**WORK TO COMPLETE**:
1 > In the text about showing wind predictions with thermochromic paint, what does each tomato represent?
2 > Reproduce the part of the text about showing wind predictions with thermochromic paint that starts at "What would the" and ends at "my kitesurfing-spot (Zandvoort).".
3 > Write the next part of the text about showing wind predictions with thermochromic paint, picking up after its final sentence.
[start SELECTED PASSAGE]
Read all about our group assignment measuring the power consumption of output devices

What would the output look like?

I want to display wind predictions in a painting. In the artist impression below you see 3 days of predictions:

Every tomato stands for a day of wind predictions for my kitesurfing-spot (Zandvoort).

  • Left tomato is today
  • Middle is tomorrow
  • Right is day after tomorrow

I use a hourly prediction models to have accurate wind predictions. So I need to display the predictions for every hour on every day (during daylight):

I device the tomato into 12 parts. To show predictions for the hours.

How to discolor paint?

During the weeks I have ran several test using Thermochromatic paints.


How can I change the colors of the tomato?

I use Thermochromatic paint. If I heat it, it will discolor. Read all about this in my final project. There are a lot ways to heat something. But when looking at a way to heat using a Microcontroller and heat tiny parts I don’t list heating by fuels. The electrical ways to heat something are:

  1. Induction heating: Shaking the molecules by electromagnetic field.
    • Examples: Induction cooking
    • How it works: Shaking the molecules of a ferromagnetic substance by an electromagnetic field.
    • Can I use it:
      • no, my paint is not ferromagnetic
      • no, the field could heat up the electronic parts in my project
  2. Using IR (light):
    • Examples: I looked into this. But I need a very specific part of my object (paint) to be heated. The paint is just 50 mm across and I need to separate in 12 hours. To really bundle IR warmth looks impossible. So I dropped this Infrared to heat up the paint.
[end SELECTED PASSAGE]
[start DATASET CONTENT]
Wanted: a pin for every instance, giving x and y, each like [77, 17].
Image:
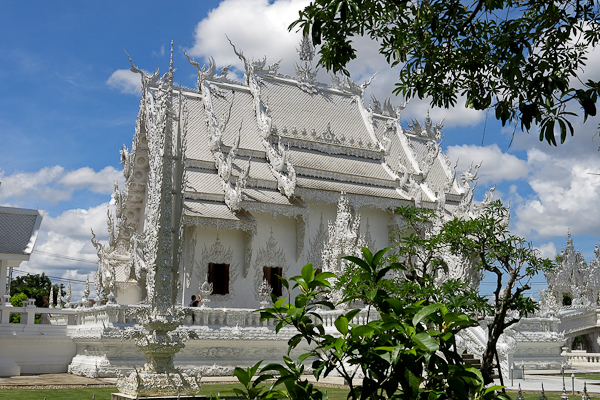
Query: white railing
[224, 317]
[572, 320]
[59, 316]
[362, 318]
[583, 359]
[122, 315]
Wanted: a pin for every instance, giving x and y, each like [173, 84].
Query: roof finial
[306, 50]
[171, 63]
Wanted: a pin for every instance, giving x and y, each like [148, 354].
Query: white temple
[261, 165]
[232, 183]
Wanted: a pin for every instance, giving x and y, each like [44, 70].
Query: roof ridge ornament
[305, 72]
[307, 50]
[205, 72]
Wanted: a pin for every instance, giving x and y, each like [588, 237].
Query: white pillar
[3, 275]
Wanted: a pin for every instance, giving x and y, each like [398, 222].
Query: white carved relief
[344, 238]
[575, 278]
[268, 256]
[248, 239]
[245, 225]
[191, 254]
[317, 244]
[369, 241]
[328, 142]
[223, 163]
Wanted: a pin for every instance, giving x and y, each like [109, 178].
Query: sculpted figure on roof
[469, 175]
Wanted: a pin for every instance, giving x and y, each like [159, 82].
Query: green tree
[17, 301]
[402, 351]
[525, 59]
[510, 259]
[35, 286]
[486, 244]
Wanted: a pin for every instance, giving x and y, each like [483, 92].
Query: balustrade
[581, 358]
[121, 315]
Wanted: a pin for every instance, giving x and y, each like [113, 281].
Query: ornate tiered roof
[307, 140]
[19, 229]
[218, 154]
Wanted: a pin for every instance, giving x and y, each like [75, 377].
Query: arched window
[218, 275]
[270, 274]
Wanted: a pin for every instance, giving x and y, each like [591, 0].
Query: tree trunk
[487, 361]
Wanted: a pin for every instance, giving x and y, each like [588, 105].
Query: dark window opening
[218, 275]
[270, 274]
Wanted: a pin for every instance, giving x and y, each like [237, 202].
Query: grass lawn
[208, 390]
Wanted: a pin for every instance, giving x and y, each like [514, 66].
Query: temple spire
[171, 70]
[306, 52]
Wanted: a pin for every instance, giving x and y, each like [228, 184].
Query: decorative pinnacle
[307, 50]
[171, 63]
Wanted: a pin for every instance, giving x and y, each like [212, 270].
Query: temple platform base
[158, 386]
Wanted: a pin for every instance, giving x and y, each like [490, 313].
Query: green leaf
[424, 312]
[341, 323]
[426, 342]
[307, 272]
[360, 262]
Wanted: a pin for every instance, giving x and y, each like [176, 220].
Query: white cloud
[34, 184]
[496, 167]
[125, 81]
[159, 53]
[55, 184]
[565, 194]
[68, 235]
[87, 178]
[547, 250]
[259, 28]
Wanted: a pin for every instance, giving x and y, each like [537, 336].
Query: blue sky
[68, 104]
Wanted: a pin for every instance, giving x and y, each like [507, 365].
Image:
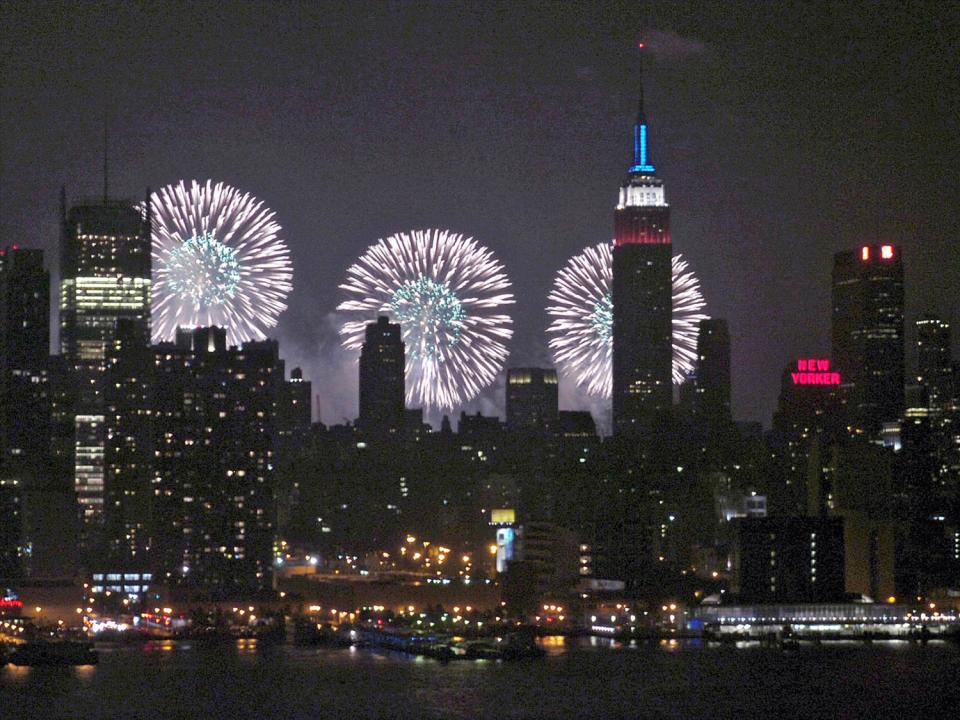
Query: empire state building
[642, 295]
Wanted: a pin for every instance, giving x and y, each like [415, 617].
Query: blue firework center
[602, 318]
[204, 270]
[431, 314]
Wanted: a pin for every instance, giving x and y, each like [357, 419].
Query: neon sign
[814, 371]
[886, 252]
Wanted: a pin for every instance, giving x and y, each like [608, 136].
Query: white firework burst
[218, 259]
[581, 330]
[448, 293]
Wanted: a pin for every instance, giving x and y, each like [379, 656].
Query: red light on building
[814, 371]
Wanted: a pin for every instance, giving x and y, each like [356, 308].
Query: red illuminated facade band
[814, 371]
[642, 226]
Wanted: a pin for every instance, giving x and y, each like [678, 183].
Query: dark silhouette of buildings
[382, 366]
[934, 363]
[24, 361]
[712, 404]
[213, 473]
[789, 559]
[532, 400]
[868, 334]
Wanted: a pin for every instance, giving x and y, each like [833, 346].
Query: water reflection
[17, 673]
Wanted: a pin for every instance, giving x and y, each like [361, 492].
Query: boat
[54, 653]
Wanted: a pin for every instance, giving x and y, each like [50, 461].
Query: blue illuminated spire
[641, 161]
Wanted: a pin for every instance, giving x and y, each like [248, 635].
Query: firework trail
[218, 259]
[581, 330]
[448, 293]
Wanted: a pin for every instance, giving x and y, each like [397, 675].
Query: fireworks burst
[448, 294]
[581, 332]
[218, 259]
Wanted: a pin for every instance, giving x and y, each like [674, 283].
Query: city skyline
[500, 154]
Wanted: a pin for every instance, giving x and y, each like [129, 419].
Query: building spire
[641, 161]
[106, 167]
[641, 117]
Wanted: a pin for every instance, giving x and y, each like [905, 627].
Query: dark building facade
[868, 343]
[712, 403]
[797, 559]
[24, 362]
[213, 473]
[128, 452]
[105, 277]
[382, 367]
[532, 400]
[642, 296]
[934, 362]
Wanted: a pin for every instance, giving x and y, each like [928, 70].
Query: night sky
[784, 133]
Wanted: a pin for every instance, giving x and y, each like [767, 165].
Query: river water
[577, 679]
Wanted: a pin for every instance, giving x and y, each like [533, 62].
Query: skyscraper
[868, 334]
[24, 360]
[934, 366]
[128, 452]
[642, 295]
[214, 431]
[713, 373]
[104, 277]
[532, 399]
[382, 365]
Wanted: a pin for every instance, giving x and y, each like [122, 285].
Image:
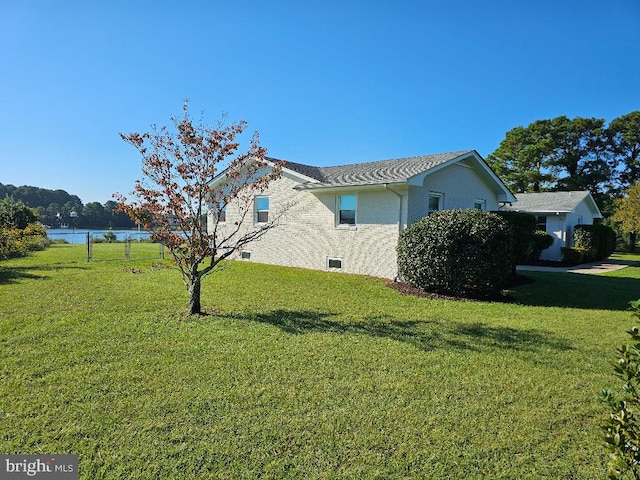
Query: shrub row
[457, 251]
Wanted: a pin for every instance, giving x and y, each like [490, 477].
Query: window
[347, 209]
[542, 223]
[334, 262]
[435, 202]
[480, 204]
[262, 209]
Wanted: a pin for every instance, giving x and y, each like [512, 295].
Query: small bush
[456, 251]
[541, 241]
[574, 255]
[16, 242]
[622, 429]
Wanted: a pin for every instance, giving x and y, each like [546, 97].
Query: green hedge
[541, 241]
[457, 251]
[523, 227]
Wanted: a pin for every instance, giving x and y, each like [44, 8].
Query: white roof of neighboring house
[408, 170]
[553, 202]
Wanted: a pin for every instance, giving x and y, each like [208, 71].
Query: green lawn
[303, 374]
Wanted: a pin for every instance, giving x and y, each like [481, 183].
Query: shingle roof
[383, 171]
[548, 201]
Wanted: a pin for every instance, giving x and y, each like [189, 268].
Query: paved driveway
[593, 268]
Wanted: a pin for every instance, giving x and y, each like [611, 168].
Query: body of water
[79, 235]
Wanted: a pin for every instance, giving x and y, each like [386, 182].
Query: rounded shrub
[599, 240]
[456, 251]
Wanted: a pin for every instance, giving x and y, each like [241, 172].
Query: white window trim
[345, 226]
[440, 197]
[256, 211]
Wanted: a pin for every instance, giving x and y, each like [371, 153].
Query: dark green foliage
[574, 255]
[599, 240]
[541, 241]
[15, 214]
[523, 227]
[457, 251]
[622, 429]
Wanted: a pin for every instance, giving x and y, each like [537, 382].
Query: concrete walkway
[593, 268]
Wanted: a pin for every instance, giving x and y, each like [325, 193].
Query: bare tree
[174, 195]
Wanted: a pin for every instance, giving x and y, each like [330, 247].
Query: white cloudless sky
[324, 82]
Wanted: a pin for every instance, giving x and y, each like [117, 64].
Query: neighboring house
[347, 218]
[557, 214]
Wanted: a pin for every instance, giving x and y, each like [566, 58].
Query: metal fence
[105, 245]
[end DATASET CONTENT]
**OUTPUTS BY TASK**:
1 > Each tomato stands for a day of wind predictions for the kitesurfing spot Zandvoort.

2 >
What would the output look like?

I want to display wind predictions in a painting. In the artist impression below you see 3 days of predictions:

Every tomato stands for a day of wind predictions for my kitesurfing-spot (Zandvoort).

3 >
  3. Using Microwaves:
    • Since it are waves, it will be hard to constrain the waves to a tiny part of my tomato
  4. Joule heating: Sending current trough an electric resistive material produces heat
    • Examples: Hot Wire foam cutter, Toaster, Iron, Hair dryer, Electric tabletop hotplate

What is the best material to use Joule heating with?

  • Since I’ve seen this wire on the Hot Wire Foam cutter in the Maker Lab (at my University). I asked Cees (the Lab Boss) a piece of spare Nichrome Wire and did some test (see Final project.

Past weeks I looked at projects from other Fab Academy students creating heat elements for Thermochromatic paints. They all tried creating heat-paths using PCB’s. The problems they found are:

  • The PCB burns when you make a little mistake (F1 PCB is rated for 120 C, NiChrome can stand 1400 C)
  • Copper is very conductive (100 times more than Nichrome), so they need a lot of length to create a heating path

While doing research I found another reason to use NiChrome

  • When heated NiChrome creates an outer layer of oxide, this will protect the wire. Where other materials will loose Oxide when heated, so copper will fall apart after some time.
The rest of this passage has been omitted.